[PROVIDED RECORDS start]

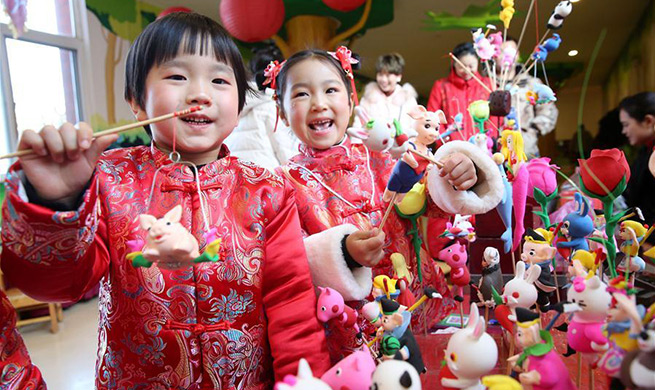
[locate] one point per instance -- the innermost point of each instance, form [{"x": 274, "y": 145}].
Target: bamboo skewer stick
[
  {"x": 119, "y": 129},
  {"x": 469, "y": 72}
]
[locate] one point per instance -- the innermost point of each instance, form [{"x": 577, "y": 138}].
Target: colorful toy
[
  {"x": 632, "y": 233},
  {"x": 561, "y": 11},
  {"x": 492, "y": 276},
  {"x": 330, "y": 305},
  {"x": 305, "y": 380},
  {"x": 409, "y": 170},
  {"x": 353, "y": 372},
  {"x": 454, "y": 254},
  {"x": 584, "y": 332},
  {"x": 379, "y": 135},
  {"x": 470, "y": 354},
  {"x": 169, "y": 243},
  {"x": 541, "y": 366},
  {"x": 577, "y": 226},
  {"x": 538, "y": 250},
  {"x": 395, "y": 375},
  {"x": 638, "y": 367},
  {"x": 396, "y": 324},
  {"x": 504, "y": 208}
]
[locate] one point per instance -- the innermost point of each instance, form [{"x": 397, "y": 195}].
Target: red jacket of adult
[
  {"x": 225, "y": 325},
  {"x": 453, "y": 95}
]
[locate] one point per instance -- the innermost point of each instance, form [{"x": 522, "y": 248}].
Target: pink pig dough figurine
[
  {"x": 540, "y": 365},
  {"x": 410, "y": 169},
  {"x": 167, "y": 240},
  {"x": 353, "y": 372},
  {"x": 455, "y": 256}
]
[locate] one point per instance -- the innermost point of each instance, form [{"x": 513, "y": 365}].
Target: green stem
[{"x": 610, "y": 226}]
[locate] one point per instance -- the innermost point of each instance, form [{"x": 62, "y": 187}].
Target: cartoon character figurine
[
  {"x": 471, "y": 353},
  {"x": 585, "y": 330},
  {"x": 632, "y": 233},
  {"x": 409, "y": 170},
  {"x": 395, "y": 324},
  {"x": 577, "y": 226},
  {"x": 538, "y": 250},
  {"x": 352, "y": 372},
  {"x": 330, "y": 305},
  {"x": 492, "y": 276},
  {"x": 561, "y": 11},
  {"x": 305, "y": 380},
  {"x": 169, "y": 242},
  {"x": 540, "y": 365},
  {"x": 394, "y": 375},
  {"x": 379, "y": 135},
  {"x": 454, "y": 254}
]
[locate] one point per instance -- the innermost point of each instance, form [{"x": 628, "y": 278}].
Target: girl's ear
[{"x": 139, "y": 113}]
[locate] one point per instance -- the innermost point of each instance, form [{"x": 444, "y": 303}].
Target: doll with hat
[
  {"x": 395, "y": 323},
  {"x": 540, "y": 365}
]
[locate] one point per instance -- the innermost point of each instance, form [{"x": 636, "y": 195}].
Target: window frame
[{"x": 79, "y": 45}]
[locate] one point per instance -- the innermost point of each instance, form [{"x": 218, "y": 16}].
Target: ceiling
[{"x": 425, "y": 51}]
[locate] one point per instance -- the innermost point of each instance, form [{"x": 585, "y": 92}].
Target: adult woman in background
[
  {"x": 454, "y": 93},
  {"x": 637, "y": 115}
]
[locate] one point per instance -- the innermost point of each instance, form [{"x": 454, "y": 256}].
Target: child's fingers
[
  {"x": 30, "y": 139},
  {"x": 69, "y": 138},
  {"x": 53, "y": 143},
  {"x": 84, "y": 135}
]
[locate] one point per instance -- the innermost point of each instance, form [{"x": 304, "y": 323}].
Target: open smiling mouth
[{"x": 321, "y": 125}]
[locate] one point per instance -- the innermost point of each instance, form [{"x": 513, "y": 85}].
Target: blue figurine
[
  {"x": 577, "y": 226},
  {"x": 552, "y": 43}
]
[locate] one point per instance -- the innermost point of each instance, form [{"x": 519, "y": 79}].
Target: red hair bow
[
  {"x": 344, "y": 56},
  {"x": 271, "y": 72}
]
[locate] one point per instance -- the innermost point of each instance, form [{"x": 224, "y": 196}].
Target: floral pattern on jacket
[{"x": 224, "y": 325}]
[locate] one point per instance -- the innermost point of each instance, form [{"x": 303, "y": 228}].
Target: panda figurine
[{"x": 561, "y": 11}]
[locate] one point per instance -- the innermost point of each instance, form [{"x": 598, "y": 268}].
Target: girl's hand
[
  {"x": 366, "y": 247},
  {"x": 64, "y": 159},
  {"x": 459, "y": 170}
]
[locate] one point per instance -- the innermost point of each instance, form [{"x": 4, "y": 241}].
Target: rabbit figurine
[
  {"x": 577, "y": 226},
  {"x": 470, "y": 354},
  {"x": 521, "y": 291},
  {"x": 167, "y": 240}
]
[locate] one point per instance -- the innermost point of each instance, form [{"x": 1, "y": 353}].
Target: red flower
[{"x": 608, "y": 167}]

[PROVIDED RECORDS end]
[PROVIDED RECORDS start]

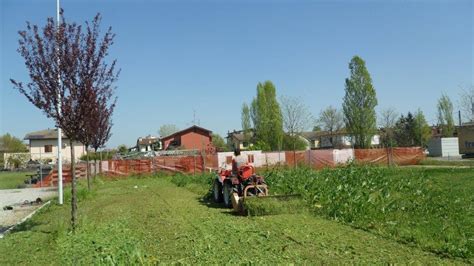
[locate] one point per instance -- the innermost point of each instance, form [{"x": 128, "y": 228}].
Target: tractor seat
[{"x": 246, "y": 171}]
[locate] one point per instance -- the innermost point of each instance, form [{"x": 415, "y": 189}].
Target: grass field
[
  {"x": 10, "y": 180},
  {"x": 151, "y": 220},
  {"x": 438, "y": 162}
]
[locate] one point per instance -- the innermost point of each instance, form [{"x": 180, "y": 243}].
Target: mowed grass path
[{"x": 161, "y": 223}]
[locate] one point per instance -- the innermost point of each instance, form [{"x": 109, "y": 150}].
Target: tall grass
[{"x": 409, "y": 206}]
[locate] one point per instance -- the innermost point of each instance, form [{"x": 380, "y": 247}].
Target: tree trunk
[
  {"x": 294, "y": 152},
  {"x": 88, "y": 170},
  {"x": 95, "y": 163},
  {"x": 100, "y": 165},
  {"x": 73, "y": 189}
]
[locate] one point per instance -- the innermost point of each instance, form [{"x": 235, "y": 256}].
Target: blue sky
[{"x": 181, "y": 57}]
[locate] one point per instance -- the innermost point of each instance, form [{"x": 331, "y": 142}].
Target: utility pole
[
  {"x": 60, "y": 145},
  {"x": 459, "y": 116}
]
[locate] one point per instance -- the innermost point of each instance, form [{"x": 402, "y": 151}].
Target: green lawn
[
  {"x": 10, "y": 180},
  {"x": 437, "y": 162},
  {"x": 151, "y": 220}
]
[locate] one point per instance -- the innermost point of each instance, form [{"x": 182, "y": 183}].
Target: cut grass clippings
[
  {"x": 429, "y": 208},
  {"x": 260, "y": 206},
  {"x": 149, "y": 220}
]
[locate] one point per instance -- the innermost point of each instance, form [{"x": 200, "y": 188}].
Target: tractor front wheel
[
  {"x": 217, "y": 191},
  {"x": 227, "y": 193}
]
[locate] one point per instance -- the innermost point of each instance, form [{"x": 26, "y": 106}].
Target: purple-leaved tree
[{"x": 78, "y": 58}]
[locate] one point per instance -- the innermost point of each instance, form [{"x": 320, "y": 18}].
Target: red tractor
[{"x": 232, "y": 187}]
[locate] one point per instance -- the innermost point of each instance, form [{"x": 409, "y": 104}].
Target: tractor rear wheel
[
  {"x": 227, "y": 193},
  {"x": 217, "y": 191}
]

[PROVIDED RECORDS end]
[PROVIDED RECORDS start]

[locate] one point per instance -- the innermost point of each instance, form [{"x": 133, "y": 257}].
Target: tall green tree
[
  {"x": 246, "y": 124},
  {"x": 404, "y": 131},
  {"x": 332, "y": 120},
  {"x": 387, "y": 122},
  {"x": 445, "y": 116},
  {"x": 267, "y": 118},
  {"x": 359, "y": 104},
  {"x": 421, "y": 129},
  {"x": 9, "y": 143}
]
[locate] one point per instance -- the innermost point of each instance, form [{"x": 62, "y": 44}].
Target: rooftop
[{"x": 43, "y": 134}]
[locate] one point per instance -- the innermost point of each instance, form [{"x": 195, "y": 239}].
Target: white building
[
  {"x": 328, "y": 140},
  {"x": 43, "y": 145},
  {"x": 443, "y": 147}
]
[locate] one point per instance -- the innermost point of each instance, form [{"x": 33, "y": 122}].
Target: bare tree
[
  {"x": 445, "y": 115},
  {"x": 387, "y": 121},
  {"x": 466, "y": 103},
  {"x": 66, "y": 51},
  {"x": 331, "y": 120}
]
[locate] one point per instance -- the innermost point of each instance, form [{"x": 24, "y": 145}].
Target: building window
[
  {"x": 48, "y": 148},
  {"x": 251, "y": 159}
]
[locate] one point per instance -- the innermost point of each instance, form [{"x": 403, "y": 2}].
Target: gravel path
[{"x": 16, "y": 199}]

[PROVIDED RECORDS end]

• SHORT EXERCISE
List every line of the items above that contains the word "tractor".

• THE RESPONSE
Target: tractor seat
Target: tractor front wheel
Target: red tractor
Target: tractor rear wheel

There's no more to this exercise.